Work to be completed: A single number is required: how many lines below include the string "marker".

Provided data:

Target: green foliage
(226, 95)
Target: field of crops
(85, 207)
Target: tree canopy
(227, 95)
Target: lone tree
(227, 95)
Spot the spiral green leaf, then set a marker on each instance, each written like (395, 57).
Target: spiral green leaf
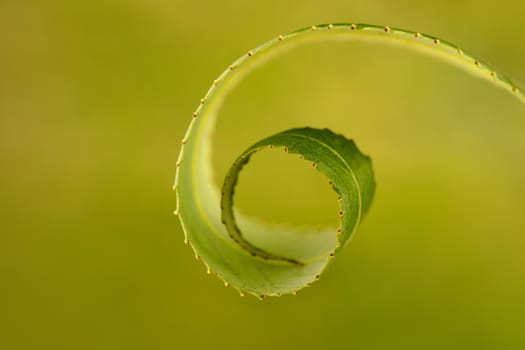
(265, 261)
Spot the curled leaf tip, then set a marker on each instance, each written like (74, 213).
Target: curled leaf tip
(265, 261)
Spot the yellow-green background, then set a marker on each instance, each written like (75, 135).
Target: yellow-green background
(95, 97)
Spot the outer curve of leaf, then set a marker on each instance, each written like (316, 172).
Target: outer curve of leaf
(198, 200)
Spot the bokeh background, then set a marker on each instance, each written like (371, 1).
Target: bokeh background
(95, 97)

==

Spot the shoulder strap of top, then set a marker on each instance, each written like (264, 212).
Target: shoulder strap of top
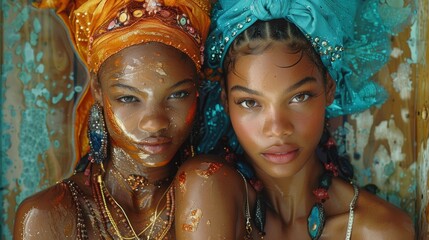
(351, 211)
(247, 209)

Your solution: 6